Task goal:
Update the records from the line with "Could you please spot the man's hand" through the end of the records, replacing "spot" with "locate" and changing nothing else. Give only those lines.

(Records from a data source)
----

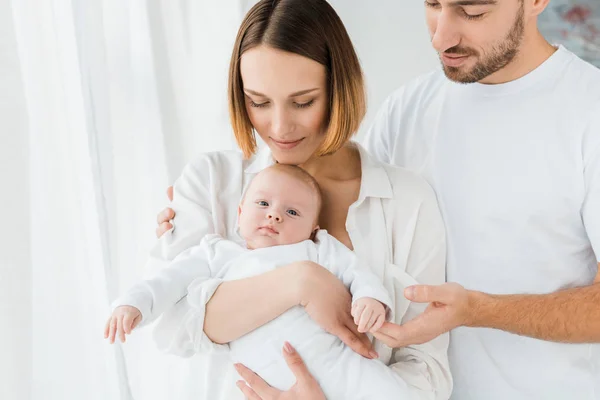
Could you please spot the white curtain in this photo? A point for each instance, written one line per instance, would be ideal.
(118, 96)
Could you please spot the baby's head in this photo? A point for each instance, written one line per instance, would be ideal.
(281, 206)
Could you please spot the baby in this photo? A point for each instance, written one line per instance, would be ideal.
(277, 220)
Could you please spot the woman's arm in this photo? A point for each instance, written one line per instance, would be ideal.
(424, 367)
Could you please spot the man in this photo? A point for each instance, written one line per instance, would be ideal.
(509, 137)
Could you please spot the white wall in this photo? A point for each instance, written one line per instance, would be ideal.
(391, 39)
(15, 277)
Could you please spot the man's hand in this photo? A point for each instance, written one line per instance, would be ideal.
(449, 307)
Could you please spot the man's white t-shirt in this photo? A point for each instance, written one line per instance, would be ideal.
(516, 168)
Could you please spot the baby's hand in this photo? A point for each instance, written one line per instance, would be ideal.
(369, 314)
(122, 322)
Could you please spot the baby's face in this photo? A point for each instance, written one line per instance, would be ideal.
(278, 209)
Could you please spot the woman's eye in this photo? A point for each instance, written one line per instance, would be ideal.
(258, 105)
(304, 105)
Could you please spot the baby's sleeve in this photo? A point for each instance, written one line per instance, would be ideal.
(181, 330)
(355, 274)
(169, 285)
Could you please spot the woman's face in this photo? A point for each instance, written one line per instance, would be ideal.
(287, 101)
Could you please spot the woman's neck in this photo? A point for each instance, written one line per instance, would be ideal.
(343, 165)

----

Result of the exercise:
Could you please locate the man's hand in this photo? A point for each instance, written one line per instance, would be ideal.
(449, 307)
Could you please locate the man's white t-shirt in this photo? A point for each instance, written one line per instance, would be ideal.
(516, 168)
Could you please locate the baby's hand in this photo? A point for each instance, written one line per instance, would be ideal.
(369, 314)
(122, 322)
Could you please locate the baby's face in this photo? A point for each instance, written one line per instance, would be ideal.
(278, 209)
Could you please locate the woman's eye in this photo? A point for each instance, written one line per instance, would be ideal.
(258, 105)
(304, 105)
Could you please locate the baby's sleeve in this photo? A point for each instance, written one line per instance, would be ideal.
(181, 330)
(355, 274)
(169, 285)
Could you please locate the woman's face in this photo? A point for each instance, written one line per instance, would be ideal.
(287, 101)
Could you please locate the woman's neck in this photo? A point for each instance, written one line per instance, would be ideal.
(343, 165)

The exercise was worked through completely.